*PROBLEM DESCRIPTION:*
Filter the listing so that only lines with the word "after" remain.

*DATA FOR THE TASK:*
· · · · ·
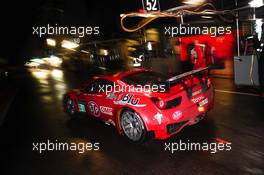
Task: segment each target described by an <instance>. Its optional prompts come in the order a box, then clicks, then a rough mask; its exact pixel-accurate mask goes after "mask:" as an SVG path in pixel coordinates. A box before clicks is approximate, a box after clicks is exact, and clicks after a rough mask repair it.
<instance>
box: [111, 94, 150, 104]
mask: <svg viewBox="0 0 264 175" xmlns="http://www.w3.org/2000/svg"><path fill="white" fill-rule="evenodd" d="M139 102H140V99H139V98H134V95H132V94H125V95H120V96H119V97H118V101H114V104H119V105H131V106H136V107H144V106H146V104H139Z"/></svg>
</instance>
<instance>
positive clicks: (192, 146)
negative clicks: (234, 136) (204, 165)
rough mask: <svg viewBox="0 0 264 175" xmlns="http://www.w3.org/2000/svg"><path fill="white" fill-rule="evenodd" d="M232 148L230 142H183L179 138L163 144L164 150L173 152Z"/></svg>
mask: <svg viewBox="0 0 264 175" xmlns="http://www.w3.org/2000/svg"><path fill="white" fill-rule="evenodd" d="M231 149H232V143H229V142H228V143H221V142H211V143H208V142H202V143H199V142H196V143H195V142H190V141H189V140H188V141H187V142H184V141H182V140H179V142H174V143H168V142H166V143H165V144H164V150H165V151H168V152H170V153H172V154H173V153H175V152H177V151H209V152H210V153H212V154H214V153H217V152H219V151H230V150H231Z"/></svg>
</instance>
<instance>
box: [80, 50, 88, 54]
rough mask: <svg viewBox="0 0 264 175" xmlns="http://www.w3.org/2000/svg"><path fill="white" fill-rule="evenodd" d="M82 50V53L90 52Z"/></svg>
mask: <svg viewBox="0 0 264 175" xmlns="http://www.w3.org/2000/svg"><path fill="white" fill-rule="evenodd" d="M81 52H82V53H87V54H89V52H88V51H86V50H81Z"/></svg>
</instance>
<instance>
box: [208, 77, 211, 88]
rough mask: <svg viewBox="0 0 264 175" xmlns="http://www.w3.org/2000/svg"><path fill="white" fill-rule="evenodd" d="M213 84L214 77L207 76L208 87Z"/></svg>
mask: <svg viewBox="0 0 264 175" xmlns="http://www.w3.org/2000/svg"><path fill="white" fill-rule="evenodd" d="M211 86H212V79H211V78H207V87H208V88H210V87H211Z"/></svg>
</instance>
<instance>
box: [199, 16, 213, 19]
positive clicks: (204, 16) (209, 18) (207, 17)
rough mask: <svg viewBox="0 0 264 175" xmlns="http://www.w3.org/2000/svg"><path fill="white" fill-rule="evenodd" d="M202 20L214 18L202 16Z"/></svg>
mask: <svg viewBox="0 0 264 175" xmlns="http://www.w3.org/2000/svg"><path fill="white" fill-rule="evenodd" d="M201 18H204V19H212V18H213V17H212V16H201Z"/></svg>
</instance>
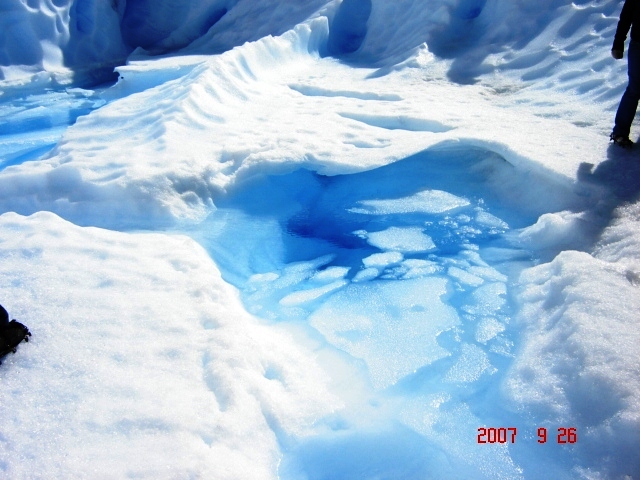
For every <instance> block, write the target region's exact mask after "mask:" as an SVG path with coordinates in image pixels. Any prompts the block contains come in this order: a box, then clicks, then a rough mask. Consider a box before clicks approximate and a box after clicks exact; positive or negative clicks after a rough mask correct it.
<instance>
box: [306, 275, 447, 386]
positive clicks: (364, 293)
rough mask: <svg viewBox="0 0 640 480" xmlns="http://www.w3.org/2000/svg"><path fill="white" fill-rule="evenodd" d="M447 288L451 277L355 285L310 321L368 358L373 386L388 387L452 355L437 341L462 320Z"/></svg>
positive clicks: (323, 330) (354, 351) (323, 308)
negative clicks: (445, 333) (447, 281)
mask: <svg viewBox="0 0 640 480" xmlns="http://www.w3.org/2000/svg"><path fill="white" fill-rule="evenodd" d="M446 292H447V280H446V279H444V278H439V277H427V278H420V279H412V280H405V281H402V282H367V283H357V284H351V285H349V286H347V287H346V288H344V289H342V290H340V291H338V292H336V293H335V294H333V295H332V296H331V297H330V298H329V299H328V300H327V301H326V302H325V303H324V304H323V305H322V306H321V307H320V308H318V309H317V310H316V311H315V312H314V313H313V314H312V315H311V316H310V317H309V322H310V323H311V325H312V326H313V327H314V328H316V329H317V330H318V331H319V332H320V333H322V334H323V335H324V336H325V338H326V339H327V341H328V342H330V343H331V344H332V345H334V346H336V347H338V348H340V349H342V350H344V351H345V352H347V353H349V354H350V355H352V356H353V357H355V358H358V359H362V360H364V361H365V362H366V364H367V366H368V368H369V374H370V376H371V381H372V383H373V385H374V386H375V387H376V388H384V387H387V386H389V385H391V384H394V383H395V382H397V381H398V380H399V379H400V378H402V377H404V376H405V375H408V374H410V373H412V372H414V371H415V370H416V369H418V368H420V367H422V366H424V365H427V364H430V363H431V362H433V361H435V360H437V359H439V358H443V357H445V356H448V355H449V351H448V350H446V349H445V348H443V347H441V346H440V345H439V344H438V342H437V341H436V339H437V336H438V334H440V333H441V332H443V331H445V330H447V329H449V328H451V327H453V326H454V325H456V324H458V323H459V319H458V315H457V314H456V311H455V310H454V309H453V308H452V307H451V306H449V305H447V304H446V303H444V301H443V299H442V297H443V296H444V295H445V294H446Z"/></svg>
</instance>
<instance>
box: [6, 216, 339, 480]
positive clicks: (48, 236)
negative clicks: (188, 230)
mask: <svg viewBox="0 0 640 480" xmlns="http://www.w3.org/2000/svg"><path fill="white" fill-rule="evenodd" d="M0 258H2V275H0V292H1V295H0V296H1V298H2V303H3V305H4V306H5V307H6V308H7V309H8V310H9V312H10V313H11V315H12V317H15V318H17V319H19V320H21V321H22V322H23V323H25V324H26V325H28V326H29V328H30V329H31V331H32V332H33V337H32V341H31V342H29V343H28V344H26V343H25V344H23V345H21V346H20V347H19V351H18V353H17V354H16V355H15V356H11V355H9V356H8V357H6V358H5V360H4V362H3V365H2V368H1V369H0V378H1V383H2V389H0V402H2V410H3V414H2V424H3V427H2V437H1V439H0V458H1V459H2V462H0V472H2V476H3V477H5V478H29V477H31V476H32V475H34V474H35V475H37V476H39V475H41V474H42V475H45V476H47V477H48V478H76V477H95V476H99V477H105V476H108V477H114V478H125V477H131V476H137V477H146V478H151V477H154V478H167V477H174V478H175V477H181V478H184V477H188V476H206V477H208V478H228V479H237V478H264V479H267V478H273V471H274V470H275V468H276V465H277V463H278V462H279V458H280V455H281V454H280V449H279V442H280V441H283V440H285V439H286V437H287V436H289V435H304V433H305V431H306V430H308V429H309V428H310V427H311V426H312V424H313V422H314V421H315V420H316V419H317V418H319V417H320V416H324V415H326V414H328V413H330V412H331V411H332V410H333V409H334V408H336V407H337V406H338V405H339V404H338V403H337V402H336V399H335V397H333V396H332V395H331V394H329V393H328V390H327V377H326V375H325V374H324V373H323V371H322V370H320V369H319V367H318V366H317V364H316V363H315V362H314V361H313V360H312V358H313V356H312V355H310V353H309V352H307V351H305V350H304V348H302V347H300V346H299V345H297V344H296V343H295V342H294V341H293V340H292V338H291V337H289V336H287V335H285V334H282V333H279V332H278V331H277V330H274V329H272V328H268V327H266V326H263V325H261V324H260V323H258V321H257V320H256V319H255V318H252V317H251V316H249V315H248V314H247V313H245V310H244V308H243V307H242V305H241V303H240V301H239V299H238V294H237V292H236V291H235V290H234V289H233V288H232V287H230V286H229V285H227V284H226V283H224V282H223V281H222V280H221V279H220V274H219V272H218V270H217V268H216V267H215V265H214V264H213V263H212V261H211V260H210V258H209V257H208V255H207V254H206V253H205V252H204V251H203V250H202V248H201V247H200V246H199V245H197V244H196V243H195V242H193V241H192V240H190V239H188V238H186V237H181V236H167V235H157V234H139V235H133V234H122V233H115V232H110V231H105V230H99V229H95V228H80V227H77V226H74V225H72V224H70V223H68V222H66V221H63V220H61V219H60V218H58V217H56V216H54V215H52V214H49V213H39V214H37V215H34V216H32V217H28V218H25V217H20V216H18V215H15V214H11V213H7V214H4V215H2V216H0ZM280 436H281V437H280ZM169 452H171V454H169ZM17 458H19V459H21V461H19V462H14V461H9V459H17Z"/></svg>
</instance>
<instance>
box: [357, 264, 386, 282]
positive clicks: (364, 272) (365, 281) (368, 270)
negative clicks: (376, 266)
mask: <svg viewBox="0 0 640 480" xmlns="http://www.w3.org/2000/svg"><path fill="white" fill-rule="evenodd" d="M378 275H380V270H378V269H377V268H374V267H369V268H364V269H362V270H360V271H359V272H358V273H357V274H356V275H355V277H353V280H352V281H354V282H366V281H367V280H373V279H374V278H376V277H377V276H378Z"/></svg>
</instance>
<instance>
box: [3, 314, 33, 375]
mask: <svg viewBox="0 0 640 480" xmlns="http://www.w3.org/2000/svg"><path fill="white" fill-rule="evenodd" d="M30 336H31V332H30V331H29V329H28V328H27V327H26V326H25V325H23V324H21V323H20V322H18V321H17V320H11V321H9V314H8V313H7V311H6V310H5V309H4V307H3V306H2V305H0V359H2V358H4V356H5V355H8V354H9V353H16V347H17V346H18V345H19V344H20V343H21V342H22V340H24V341H25V342H28V341H29V337H30ZM1 363H2V362H1V361H0V364H1Z"/></svg>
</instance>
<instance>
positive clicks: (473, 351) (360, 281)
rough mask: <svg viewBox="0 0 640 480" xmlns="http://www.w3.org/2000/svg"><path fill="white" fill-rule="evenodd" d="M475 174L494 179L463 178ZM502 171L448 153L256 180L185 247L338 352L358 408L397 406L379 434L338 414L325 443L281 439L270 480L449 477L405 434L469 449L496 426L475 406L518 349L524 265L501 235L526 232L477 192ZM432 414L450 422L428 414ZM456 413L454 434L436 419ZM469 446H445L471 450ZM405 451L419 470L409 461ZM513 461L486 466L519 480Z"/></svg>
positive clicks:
· · · · ·
*RESPONSE BOX:*
Task: segment each target described by an <instance>. Its optional prompts come in the order a box, then clicks, then a rough mask; its exact pixel-accurate mask goes after "mask:" as an SVG path in pixel coordinates. A box before clicks is approximate, a box after clicks is exact, and clicks after a rough mask repair it.
For every <instance> block, write the target region's exact mask after "mask:" as an SVG path with coordinates in image pixels. Any prompts the block contains come in this order: a box, then clicks, then a rough mask. Consider a box before clicks approximate and a box after clicks exact; positive or negative clicks after a rough mask correct it.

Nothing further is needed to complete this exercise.